Work to complete →
Every line from the one that contains "For every instance of the concrete" to the end of the records must be restated word for word. No other line belongs in the answer.

Point localization data →
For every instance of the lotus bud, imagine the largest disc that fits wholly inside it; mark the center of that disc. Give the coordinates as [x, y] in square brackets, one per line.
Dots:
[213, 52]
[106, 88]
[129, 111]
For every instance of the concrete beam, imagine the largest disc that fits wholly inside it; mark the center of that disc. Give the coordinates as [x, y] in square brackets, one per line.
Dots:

Solution to this exercise →
For every instance of the concrete beam, imagine the largest disc that fits wholly inside it; mark the center of that disc. Give the coordinates as [x, y] in square brackets, one per line.
Dots:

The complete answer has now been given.